▶ QUOTED PASSAGE:
Is It Possible to De-Luxurize? Squashing a Misperception

squash elite preppy sport wealthy prep

The sport of squash was mentioned in the New York Times yesterday and not surprisingly the article focused on squash as an elite sport played by the wealthy and used as a means to get budding yuppies cubs into the nation’s top colleges and private schools.

Squash currently suffers from a problem that most brands would kill to have: its perception as a luxury product. The issue is one of mass appeal. In order for squash to attain more mainstream sports status, it must shed its connotations of the Ivy League and Greenwich, and instead return the focus to the game itself. Squash is really one of the great branding case studies that could ever exist. The sport’s brand also creates an interesting question: can a service or product de-luxurize itself? Of course the answer is yes, as has been witnessed by many products that loose their niche appeal when they appeal to a more mainstream audience. In the case of squash, however, it’s not nearly so easy.

For example, when Trinity College started beating Harvard and Yale by many accounts, squash should have lost its elite appeal. It did not. The best players started to attend Trinity over Harvard and the sport become more popular among college players – not less. Nevertheless, despite such a shifting paradigm and the best efforts of squash publicists and organizations to dispel the elitist aura, the media continues to push the “sexier’ story of squash being played among the Gossip Girl crowd. And unfortunately, US media still controls the world.

▶ DATASET CONTENT:
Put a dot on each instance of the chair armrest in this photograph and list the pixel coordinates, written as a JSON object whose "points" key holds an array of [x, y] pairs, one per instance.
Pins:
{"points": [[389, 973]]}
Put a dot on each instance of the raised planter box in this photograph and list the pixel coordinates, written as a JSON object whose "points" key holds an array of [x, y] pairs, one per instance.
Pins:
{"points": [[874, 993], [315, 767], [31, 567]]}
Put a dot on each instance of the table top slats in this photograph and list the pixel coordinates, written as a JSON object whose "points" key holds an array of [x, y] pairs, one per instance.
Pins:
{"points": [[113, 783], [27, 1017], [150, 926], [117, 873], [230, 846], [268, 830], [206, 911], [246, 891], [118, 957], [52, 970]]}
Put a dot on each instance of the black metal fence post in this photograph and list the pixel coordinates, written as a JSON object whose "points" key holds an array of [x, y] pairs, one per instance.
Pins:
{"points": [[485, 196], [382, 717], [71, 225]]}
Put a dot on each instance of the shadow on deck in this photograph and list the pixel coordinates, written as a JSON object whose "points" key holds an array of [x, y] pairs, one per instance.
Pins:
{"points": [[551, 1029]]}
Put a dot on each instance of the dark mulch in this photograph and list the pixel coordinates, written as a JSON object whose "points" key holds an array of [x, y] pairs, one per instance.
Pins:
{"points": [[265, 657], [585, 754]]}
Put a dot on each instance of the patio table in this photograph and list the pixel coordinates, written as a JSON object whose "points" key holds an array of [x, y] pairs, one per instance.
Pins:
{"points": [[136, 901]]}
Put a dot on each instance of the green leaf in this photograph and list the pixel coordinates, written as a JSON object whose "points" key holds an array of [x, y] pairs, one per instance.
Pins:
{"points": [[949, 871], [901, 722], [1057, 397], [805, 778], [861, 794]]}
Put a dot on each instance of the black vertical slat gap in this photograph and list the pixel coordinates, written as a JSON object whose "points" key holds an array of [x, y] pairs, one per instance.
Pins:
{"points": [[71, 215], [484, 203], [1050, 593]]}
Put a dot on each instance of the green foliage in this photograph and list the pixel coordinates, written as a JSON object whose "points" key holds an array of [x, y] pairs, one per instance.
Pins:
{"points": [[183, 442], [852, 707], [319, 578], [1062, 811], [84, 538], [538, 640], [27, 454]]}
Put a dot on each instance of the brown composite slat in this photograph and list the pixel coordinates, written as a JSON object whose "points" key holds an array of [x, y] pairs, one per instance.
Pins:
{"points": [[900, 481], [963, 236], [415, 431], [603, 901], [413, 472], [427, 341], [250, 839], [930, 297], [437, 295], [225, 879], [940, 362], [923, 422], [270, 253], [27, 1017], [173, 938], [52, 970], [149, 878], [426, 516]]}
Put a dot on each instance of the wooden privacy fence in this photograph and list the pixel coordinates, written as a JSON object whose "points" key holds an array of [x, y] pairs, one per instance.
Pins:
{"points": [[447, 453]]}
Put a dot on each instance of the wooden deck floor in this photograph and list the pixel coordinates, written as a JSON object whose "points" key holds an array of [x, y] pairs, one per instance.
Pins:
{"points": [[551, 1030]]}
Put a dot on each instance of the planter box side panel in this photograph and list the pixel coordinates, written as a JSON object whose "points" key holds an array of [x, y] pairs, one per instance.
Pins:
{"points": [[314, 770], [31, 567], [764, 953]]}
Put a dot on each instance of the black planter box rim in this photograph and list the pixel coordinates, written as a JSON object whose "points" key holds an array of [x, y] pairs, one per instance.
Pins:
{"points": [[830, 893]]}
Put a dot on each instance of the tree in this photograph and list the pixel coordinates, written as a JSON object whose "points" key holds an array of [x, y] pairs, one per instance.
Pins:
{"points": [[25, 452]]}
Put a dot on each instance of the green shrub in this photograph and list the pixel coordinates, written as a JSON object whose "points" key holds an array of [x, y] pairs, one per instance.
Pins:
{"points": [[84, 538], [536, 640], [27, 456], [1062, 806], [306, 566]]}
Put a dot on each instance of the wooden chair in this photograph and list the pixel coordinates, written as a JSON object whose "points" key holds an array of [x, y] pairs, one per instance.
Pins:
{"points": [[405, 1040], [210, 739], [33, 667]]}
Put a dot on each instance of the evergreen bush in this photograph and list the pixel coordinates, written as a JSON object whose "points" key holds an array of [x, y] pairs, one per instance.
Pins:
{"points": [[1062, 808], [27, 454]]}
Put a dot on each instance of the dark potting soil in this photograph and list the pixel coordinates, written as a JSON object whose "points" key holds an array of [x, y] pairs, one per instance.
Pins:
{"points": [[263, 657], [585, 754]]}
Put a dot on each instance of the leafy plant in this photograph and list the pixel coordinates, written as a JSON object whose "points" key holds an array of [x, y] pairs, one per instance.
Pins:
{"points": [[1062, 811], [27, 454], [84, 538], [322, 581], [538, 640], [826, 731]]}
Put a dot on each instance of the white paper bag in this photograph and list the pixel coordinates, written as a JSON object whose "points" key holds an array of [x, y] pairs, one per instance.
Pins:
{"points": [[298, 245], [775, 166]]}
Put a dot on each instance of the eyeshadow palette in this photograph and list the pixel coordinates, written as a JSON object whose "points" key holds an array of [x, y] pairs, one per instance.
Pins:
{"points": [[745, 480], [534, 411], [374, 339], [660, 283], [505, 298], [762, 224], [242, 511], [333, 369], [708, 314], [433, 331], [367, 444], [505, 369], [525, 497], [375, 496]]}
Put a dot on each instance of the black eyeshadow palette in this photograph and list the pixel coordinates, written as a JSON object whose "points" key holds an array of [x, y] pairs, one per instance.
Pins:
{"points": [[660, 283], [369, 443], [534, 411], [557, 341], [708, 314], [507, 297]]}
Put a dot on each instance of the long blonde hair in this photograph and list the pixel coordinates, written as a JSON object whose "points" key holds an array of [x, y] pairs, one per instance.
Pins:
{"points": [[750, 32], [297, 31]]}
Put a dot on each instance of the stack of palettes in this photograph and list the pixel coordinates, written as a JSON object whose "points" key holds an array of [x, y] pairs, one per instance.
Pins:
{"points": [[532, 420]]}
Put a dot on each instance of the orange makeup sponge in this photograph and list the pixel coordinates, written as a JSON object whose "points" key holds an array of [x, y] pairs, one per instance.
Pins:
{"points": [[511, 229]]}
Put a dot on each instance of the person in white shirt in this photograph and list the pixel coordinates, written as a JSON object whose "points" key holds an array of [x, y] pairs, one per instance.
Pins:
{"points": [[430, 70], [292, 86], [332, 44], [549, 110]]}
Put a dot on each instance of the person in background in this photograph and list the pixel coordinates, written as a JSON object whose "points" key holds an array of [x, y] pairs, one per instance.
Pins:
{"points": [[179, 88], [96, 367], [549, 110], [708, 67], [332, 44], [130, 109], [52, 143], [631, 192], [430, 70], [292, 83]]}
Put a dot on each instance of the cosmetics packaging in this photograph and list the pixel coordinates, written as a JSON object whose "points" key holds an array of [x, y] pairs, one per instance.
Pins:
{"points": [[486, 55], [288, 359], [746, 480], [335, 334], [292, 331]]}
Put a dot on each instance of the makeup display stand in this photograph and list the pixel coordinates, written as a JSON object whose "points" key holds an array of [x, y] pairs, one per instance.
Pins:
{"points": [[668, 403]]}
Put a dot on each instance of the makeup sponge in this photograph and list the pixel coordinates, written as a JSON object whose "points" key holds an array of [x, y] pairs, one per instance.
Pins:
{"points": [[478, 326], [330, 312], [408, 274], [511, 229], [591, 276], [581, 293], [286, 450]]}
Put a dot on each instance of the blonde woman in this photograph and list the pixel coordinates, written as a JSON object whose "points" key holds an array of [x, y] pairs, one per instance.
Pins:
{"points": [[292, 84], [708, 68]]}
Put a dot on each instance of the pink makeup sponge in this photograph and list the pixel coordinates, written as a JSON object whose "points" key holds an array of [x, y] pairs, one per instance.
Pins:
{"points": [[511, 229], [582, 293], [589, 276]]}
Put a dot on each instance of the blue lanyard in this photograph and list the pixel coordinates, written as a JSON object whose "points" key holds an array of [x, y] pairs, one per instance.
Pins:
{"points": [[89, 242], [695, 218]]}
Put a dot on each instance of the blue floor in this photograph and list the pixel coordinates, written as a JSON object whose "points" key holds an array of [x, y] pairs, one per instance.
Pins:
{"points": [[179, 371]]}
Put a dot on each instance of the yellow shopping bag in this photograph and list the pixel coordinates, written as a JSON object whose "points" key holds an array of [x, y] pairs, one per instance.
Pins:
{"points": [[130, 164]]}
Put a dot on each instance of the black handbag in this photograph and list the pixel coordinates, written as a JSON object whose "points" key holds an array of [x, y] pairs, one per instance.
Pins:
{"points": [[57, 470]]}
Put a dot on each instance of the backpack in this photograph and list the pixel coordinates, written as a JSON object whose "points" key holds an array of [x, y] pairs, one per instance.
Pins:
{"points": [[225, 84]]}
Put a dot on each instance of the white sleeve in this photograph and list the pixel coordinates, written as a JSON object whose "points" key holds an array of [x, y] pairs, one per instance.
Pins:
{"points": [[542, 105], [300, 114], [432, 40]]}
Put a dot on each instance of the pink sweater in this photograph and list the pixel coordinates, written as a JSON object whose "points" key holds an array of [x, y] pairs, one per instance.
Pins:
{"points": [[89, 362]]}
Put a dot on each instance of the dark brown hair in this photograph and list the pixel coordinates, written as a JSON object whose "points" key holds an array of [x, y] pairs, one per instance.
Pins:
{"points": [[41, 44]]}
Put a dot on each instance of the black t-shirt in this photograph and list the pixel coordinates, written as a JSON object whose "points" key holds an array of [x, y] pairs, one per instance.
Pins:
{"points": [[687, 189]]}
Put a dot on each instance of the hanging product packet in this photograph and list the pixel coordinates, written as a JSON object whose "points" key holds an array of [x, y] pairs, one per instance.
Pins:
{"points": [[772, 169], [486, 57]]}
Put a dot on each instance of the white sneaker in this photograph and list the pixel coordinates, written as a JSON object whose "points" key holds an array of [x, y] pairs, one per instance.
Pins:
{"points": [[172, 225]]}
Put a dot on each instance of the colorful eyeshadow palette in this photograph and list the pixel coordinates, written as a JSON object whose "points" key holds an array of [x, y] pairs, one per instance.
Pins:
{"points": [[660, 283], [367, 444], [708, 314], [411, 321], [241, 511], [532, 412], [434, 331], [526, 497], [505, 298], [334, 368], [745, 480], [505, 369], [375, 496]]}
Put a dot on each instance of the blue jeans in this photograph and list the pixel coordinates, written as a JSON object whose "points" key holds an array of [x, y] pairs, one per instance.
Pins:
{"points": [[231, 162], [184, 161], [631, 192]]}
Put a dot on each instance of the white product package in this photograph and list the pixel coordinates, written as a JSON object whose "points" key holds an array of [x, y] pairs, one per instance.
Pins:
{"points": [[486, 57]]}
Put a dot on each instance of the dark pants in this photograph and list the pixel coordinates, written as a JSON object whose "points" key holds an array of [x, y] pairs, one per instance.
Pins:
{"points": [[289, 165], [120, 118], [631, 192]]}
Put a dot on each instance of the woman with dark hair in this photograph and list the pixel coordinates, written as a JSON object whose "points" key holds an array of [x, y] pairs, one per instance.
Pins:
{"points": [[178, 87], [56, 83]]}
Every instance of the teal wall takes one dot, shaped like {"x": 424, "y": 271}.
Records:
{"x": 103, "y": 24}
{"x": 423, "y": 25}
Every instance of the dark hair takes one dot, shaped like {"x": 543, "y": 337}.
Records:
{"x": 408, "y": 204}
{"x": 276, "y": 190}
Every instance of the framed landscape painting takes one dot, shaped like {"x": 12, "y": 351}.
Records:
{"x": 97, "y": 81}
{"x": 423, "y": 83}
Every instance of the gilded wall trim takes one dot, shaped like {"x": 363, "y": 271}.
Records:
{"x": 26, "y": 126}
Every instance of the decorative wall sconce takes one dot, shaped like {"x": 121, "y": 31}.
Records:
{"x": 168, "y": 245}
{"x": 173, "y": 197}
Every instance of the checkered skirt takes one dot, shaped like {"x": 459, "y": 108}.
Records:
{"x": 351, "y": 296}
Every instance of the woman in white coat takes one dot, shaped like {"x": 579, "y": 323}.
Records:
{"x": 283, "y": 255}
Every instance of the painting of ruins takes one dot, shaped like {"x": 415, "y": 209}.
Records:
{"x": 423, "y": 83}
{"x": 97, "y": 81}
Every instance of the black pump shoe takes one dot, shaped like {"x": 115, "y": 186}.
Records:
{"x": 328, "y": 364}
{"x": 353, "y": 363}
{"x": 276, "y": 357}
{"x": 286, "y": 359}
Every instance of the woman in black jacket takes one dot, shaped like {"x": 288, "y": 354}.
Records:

▶ AIM OF THE TASK:
In the passage on squash's image, explain why squash still carries an elitist aura despite the efforts of squash publicists and organizations to dispel it.

▶ EXERCISE SOLUTION:
The media keeps pushing the "sexier" story of squash being played among the Gossip Girl crowd. That image persists even after Trinity College's success shifted where the best players went.